::: DATASET RECORDS

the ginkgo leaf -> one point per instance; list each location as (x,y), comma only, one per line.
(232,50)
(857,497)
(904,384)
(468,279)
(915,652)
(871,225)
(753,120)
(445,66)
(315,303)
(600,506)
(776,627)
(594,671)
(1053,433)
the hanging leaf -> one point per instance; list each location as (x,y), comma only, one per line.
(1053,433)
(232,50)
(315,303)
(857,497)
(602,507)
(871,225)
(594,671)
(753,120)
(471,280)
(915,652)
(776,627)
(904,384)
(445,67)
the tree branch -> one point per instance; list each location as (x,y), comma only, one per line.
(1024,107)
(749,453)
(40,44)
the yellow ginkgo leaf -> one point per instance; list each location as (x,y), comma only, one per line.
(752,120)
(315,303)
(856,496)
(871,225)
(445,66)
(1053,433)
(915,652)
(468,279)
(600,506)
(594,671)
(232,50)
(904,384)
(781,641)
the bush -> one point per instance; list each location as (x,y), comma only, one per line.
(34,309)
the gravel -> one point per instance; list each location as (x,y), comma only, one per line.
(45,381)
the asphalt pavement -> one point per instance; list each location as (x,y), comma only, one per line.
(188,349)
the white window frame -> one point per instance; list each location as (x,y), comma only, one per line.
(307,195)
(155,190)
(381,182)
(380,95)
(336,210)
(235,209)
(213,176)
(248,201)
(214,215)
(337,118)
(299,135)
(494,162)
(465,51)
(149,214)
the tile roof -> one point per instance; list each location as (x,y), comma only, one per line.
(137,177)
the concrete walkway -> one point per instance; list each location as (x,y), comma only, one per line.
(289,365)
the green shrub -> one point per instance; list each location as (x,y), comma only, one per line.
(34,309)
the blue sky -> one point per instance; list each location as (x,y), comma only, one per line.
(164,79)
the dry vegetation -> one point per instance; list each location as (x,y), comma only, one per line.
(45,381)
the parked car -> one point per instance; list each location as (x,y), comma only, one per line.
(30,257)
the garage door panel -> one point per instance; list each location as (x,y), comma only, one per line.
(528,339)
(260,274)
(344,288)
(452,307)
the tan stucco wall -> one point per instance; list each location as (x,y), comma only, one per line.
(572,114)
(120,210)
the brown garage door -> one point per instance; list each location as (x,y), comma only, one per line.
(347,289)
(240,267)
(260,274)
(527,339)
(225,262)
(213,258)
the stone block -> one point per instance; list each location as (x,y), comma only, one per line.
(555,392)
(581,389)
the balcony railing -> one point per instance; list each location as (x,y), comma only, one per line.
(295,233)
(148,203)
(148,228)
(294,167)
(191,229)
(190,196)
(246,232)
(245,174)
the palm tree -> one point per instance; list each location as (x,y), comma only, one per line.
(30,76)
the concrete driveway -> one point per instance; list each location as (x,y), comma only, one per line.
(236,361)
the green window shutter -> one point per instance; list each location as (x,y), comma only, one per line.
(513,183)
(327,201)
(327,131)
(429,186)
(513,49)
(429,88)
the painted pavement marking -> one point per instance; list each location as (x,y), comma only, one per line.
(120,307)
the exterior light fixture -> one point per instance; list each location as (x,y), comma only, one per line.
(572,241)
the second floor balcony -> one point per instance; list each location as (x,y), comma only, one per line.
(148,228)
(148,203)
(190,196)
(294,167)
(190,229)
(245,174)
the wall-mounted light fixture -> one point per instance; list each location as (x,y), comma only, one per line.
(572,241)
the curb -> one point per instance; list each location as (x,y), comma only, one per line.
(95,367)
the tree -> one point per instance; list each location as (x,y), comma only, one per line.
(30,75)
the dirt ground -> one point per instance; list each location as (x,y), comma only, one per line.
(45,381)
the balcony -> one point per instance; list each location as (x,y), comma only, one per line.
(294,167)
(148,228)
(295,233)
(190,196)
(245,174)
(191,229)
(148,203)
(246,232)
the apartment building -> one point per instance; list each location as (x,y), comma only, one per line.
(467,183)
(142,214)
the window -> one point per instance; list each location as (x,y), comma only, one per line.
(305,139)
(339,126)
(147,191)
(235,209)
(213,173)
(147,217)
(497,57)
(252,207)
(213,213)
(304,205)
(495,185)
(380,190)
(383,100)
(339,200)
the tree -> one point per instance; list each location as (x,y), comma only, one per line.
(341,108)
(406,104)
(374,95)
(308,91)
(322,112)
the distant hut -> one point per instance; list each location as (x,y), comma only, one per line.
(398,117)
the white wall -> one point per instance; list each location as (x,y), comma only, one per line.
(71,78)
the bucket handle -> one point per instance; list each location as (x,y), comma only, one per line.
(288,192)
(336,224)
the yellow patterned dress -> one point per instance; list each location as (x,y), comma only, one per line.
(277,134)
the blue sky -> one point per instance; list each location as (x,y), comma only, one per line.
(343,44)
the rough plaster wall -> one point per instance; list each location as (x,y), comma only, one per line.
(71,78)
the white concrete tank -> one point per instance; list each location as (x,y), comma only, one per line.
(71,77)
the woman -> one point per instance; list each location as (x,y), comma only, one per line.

::::::

Please copy out the entries from the line with "the white wall" through the end of the entries, swapping "patterned" for "striped" and leaving all else as it is.

▶ IN RESPONSE
the white wall -> one point per instance; list each location as (x,y), comma only, one per line.
(71,78)
the bucket handle -> one point per instance; list each location as (x,y), comma only, one per line.
(288,192)
(336,224)
the yellow striped dress -> one point per instance; list each location as (x,y), comma only, one per line.
(277,134)
the blue sky -> one point per instance; list each location as (x,y), comma only, one per line.
(343,44)
the rough plaster wall -> one point per instance; list each location as (x,y), comma only, one per line.
(71,78)
the white concrete tank -> one point per instance; list each location as (x,y), comma only, one per line.
(71,77)
the woman -> one point per instance; list each location as (x,y), comma only, one per line.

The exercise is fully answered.